Everything else in the drive system depends on the PSM functioning correctly: the servo amplifier modules cannot switch motor current without DC bus voltage, and the spindle amplifier cannot run the spindle. The PSM is genuinely the foundation of the drive system, and the A16B-2202-0421 wiring board is the PSM's power conversion heart.
The A06B-6087 PSM family covers the Alpha generation power supply modules from 15kW to 55kW continuous output (the "15" through "55" suffixes indicate kilowatt ratings).
This range — PSM-15 through PSM-55 — covers the majority of production CNC machine tools built through the 1990s and 2000s, from compact 2-axis lathes to large 5-axis machining centres with multiple high-power servo axes plus a powerful spindle motor.
The common wiring board across this range is the A16B-2202-0421, making it one of the most widely applicable boards in the Alpha drive service ecosystem.
The power regeneration design of the A06B-6087 PSM is a notable engineering characteristic.
When servo motors decelerate — stopping a heavy table or a fast-moving axis — the kinetic energy stored in that moving mass must go somewhere.
In a resistance-type power supply, this energy is burned off as heat in a braking resistor. In the regenerative PSM design using the A16B-2202-0421 wiring board, the servo amplifiers return this energy through the DC bus back to the PSM, which inverts it and feeds it back into the AC mains supply.
The result is a more energy-efficient drive system and elimination of the heat load from braking resistors — important in cabinets with limited cooling.
| Parameter | Value |
|---|---|
| Compatible PSM Range | PSM-15 through PSM-55 (A06B-6087 series) |
| Input Voltage | 200–240VAC, 3-phase |
| Regeneration Type | Power regeneration (returns energy to mains) |
| Revision | Used from Revision 05D onwards |
| Series | A16B-2202 |
| Status | Discontinued — spare available |
| Origin | Japan |
Inside the A06B-6087-H115 (PSM-15) to H155 (PSM-55) modules, the A16B-2202-0421 wiring board handles the physical power conversion. The board's primary circuits include:
Three-phase rectifier bridge: Converts the 200–240VAC three-phase mains input into raw DC.
The rectifier diodes or thyristors in this stage must withstand the full line-to-line voltage and the peak motor current demands of the entire connected drive system.
Pre-charge circuit: When the PSM powers up, the DC bus capacitors in the drive system are initially uncharged.
Charging them directly would produce very high inrush current. The pre-charge circuit — a resistor and bypass contactor arrangement on the wiring board — limits the charging current during power-up, then bypasses the resistor once the capacitors are charged to operating voltage.

- EXTRACTED MATERIAL -
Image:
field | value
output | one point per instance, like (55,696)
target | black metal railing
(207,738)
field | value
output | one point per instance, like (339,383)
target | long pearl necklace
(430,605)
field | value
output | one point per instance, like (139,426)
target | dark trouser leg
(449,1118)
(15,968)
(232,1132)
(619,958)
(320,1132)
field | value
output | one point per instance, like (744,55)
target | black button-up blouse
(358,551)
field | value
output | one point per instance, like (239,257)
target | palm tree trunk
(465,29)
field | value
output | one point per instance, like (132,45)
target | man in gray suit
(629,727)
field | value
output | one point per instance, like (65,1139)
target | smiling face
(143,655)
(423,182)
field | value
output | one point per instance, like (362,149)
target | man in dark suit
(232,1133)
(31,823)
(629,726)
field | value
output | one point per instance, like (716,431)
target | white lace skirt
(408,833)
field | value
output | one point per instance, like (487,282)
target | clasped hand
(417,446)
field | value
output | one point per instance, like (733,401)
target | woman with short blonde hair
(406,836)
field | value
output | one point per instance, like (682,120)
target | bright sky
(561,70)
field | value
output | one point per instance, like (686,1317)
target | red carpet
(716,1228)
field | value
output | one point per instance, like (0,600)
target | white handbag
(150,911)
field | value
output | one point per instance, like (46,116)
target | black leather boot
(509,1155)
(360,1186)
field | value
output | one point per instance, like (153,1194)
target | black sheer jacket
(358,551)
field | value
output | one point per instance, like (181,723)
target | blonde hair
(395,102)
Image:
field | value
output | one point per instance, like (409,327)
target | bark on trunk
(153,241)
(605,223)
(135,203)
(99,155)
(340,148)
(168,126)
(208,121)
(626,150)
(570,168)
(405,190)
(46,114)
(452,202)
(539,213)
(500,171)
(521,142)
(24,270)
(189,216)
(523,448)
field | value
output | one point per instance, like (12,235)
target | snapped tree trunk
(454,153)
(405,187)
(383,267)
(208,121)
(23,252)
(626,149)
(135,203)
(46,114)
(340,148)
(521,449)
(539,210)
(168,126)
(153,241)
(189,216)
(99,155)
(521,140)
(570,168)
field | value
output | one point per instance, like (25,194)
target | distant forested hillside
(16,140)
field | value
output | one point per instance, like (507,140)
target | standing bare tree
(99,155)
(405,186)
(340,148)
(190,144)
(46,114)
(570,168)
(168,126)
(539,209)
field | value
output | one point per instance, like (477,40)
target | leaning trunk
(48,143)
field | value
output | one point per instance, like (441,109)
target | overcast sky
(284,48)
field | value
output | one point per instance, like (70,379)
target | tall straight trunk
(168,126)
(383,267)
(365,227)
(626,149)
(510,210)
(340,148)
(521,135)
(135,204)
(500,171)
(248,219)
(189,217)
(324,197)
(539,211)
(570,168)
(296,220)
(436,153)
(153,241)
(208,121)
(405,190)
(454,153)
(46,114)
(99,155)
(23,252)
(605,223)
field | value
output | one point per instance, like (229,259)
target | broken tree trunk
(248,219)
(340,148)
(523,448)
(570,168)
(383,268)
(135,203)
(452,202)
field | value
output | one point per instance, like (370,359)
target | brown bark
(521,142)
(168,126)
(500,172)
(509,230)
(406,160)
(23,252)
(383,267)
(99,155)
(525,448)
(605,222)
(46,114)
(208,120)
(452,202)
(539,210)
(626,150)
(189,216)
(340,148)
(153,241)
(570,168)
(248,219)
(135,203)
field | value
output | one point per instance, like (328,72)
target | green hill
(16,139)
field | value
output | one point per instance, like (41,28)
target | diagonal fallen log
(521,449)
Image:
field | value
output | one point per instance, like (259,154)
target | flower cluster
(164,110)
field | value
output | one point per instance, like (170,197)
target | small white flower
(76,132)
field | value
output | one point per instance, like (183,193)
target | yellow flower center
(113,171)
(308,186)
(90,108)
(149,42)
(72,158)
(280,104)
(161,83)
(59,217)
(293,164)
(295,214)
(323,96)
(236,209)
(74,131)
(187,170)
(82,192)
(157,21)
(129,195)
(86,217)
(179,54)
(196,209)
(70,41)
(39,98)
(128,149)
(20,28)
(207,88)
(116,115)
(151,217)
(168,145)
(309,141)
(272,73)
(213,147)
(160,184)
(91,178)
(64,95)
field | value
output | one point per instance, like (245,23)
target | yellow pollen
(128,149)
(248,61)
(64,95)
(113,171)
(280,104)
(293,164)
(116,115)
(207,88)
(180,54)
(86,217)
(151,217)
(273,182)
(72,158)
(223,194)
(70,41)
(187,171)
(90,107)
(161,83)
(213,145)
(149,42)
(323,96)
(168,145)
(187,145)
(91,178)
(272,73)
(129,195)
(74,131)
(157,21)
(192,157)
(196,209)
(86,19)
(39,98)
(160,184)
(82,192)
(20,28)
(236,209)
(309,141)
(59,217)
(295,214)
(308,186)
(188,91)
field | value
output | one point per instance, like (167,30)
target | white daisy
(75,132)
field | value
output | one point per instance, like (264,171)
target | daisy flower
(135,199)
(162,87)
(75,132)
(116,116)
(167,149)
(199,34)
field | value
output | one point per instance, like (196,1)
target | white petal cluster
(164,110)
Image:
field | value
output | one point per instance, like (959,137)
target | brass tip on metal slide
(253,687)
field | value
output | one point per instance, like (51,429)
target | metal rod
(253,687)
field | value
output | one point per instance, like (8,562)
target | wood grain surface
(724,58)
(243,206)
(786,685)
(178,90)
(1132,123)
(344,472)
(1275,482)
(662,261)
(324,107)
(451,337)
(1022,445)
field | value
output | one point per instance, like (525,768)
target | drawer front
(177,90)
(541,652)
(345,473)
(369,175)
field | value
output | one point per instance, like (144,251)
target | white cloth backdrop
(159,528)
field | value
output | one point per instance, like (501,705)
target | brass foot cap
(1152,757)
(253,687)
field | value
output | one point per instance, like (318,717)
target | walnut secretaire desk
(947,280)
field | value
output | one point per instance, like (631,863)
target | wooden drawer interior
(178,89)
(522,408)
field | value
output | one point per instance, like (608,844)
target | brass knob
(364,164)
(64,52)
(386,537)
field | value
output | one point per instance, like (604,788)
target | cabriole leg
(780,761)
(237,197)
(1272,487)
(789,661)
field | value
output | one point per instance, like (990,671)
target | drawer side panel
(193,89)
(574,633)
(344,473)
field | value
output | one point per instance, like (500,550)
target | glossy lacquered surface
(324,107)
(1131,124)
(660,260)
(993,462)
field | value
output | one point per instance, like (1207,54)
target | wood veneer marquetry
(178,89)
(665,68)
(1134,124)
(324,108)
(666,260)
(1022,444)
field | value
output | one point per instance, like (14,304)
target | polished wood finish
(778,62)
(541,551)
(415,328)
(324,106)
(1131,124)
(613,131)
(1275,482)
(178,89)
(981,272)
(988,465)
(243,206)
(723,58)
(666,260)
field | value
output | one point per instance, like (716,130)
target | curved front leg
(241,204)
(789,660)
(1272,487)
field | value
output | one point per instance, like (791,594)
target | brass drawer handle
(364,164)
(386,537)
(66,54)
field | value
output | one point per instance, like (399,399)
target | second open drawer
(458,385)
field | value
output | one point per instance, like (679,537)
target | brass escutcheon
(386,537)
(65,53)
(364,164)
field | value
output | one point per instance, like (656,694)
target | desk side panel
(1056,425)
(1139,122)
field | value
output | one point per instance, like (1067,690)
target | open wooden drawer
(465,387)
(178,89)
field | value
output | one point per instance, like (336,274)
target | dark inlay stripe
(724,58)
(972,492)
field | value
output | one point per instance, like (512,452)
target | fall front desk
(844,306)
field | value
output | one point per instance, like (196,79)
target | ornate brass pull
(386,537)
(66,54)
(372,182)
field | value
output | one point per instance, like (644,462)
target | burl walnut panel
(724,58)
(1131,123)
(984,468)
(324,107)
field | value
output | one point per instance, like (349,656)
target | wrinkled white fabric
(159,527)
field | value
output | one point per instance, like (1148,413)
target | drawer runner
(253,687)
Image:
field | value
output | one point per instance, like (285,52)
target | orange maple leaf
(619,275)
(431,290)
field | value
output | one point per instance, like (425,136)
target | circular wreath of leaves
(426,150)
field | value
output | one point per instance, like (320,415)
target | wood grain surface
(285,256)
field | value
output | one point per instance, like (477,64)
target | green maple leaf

- TASK REQUIREMENTS -
1 > Please print the PSM wiring board passage word for word, beginning at the words that have "The rectifier diodes" and stopping after "connected drive system.".
2 > Write what comes next in the PSM wiring board passage, starting right after its final sentence.

- TASK ANSWERS -
1 >
The rectifier diodes or thyristors in this stage must withstand the full line-to-line voltage and the peak motor current demands of the entire connected drive system.

2 >
The magnetic contactor (MCC) then closes to connect the full mains supply, and the PSM enters normal operation.
Regenerative inverter stage: The power regeneration circuitry takes regenerative current from the DC bus (generated by decelerating servo axes) and converts it back to AC for return to the mains. This involves a controlled inverter stage that must be synchronised to the mains supply frequency and phase.
DC bus distribution: The regulated DC bus voltage (nominally 300V DC for 200VAC input) is distributed via bus bars to all connected SVM and SPM modules in the drive rack.
The wiring board provides the bus connection points and the current path for this distribution.
The A16B-2202-0421 is specified from Revision 05D onwards for the A06B-6087 PSM modules. Earlier revisions (04C and earlier) used the A16B-2202-0420 wiring board. The revision boundary at 05D/04C represents a hardware update in the PSM module — the updated wiring board (A16B-2202-0421) introduced improvements to the power conversion circuitry compared to the earlier -0420.
When sourcing a replacement, the revision of the PSM module determines which wiring board is correct.
Fitting a Revision 04C-era board into a Revision 05D-or-later PSM housing would produce an incompatibility in the interface connectors or the circuit configuration.
Always cross-reference the PSM module's revision marking against the wiring board specification before ordering.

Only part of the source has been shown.